*EXERCISE REQUIREMENTS*:
Rescale the records below, from their start through the line containing "65,22,114,54", inclusive, by repeating every line (requests included) and multiplying each bounding-box coordinate in the answers by 0.25. Round each result to a whole number with halves rounding up, and leave all numbers in the requests unchanged.
[START OF DATASET ENTRIES]
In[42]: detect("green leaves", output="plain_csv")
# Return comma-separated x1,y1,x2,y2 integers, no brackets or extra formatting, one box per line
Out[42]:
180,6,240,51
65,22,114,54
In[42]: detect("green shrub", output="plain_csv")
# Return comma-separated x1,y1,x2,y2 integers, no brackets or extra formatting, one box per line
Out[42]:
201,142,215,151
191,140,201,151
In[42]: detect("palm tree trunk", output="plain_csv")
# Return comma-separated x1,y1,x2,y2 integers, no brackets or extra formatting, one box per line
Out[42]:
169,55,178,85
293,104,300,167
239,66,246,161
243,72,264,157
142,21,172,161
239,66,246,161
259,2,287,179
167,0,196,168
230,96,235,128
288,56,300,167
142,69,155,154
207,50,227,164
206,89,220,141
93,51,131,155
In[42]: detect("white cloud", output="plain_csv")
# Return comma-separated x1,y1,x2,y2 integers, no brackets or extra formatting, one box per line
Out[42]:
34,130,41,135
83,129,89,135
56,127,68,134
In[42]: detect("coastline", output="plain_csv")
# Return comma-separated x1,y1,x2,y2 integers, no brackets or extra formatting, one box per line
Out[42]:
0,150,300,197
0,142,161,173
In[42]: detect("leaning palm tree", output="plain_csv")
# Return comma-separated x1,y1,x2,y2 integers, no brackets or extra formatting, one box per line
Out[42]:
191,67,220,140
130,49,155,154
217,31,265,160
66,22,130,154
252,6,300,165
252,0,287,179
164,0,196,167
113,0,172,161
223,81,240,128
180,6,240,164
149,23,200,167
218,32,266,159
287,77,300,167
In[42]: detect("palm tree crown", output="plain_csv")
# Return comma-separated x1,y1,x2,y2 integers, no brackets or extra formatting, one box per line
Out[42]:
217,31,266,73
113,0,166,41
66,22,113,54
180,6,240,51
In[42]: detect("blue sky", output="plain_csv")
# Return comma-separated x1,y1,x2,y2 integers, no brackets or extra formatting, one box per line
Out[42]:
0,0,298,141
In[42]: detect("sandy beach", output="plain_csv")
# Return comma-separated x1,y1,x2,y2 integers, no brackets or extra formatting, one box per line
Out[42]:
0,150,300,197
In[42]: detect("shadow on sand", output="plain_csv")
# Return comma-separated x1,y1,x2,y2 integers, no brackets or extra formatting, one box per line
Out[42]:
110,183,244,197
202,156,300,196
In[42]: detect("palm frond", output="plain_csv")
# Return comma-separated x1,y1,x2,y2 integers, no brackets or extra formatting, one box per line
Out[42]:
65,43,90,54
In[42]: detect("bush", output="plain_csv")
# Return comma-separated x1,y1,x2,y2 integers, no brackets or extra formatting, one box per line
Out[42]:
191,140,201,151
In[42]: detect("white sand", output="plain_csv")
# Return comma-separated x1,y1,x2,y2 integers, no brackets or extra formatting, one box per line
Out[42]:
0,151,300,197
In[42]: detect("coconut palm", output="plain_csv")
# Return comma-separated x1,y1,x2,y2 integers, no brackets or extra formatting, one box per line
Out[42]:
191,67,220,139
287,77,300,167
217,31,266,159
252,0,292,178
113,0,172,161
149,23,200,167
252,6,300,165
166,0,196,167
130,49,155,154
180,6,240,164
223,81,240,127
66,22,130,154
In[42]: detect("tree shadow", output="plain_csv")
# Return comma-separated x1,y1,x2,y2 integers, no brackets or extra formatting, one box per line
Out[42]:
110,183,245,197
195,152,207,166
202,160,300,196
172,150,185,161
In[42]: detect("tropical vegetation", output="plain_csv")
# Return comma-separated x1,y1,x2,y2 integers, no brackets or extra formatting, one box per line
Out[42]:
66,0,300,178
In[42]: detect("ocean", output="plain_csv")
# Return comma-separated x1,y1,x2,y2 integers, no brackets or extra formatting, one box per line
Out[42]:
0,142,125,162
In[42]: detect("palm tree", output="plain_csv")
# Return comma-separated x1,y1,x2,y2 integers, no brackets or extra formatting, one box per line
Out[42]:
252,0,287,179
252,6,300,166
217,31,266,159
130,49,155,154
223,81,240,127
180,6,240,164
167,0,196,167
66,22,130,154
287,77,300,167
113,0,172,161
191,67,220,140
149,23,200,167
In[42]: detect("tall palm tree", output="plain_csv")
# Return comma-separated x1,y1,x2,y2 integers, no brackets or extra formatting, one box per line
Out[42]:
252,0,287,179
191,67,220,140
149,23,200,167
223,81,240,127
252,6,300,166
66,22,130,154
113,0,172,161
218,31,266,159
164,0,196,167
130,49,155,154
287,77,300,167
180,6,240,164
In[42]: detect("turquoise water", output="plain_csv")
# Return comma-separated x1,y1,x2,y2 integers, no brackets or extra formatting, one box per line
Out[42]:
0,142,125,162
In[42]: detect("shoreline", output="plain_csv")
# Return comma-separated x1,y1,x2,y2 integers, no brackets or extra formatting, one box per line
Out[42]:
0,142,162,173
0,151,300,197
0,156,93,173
[END OF DATASET ENTRIES]
*WRITTEN RESPONSE*:
In[42]: detect("green leaves", output="plain_csv")
# Return comma-separated x1,y1,x2,y2 integers, no brackets or extra formatting, one box per line
Out[42]:
45,2,60,13
16,6,29,14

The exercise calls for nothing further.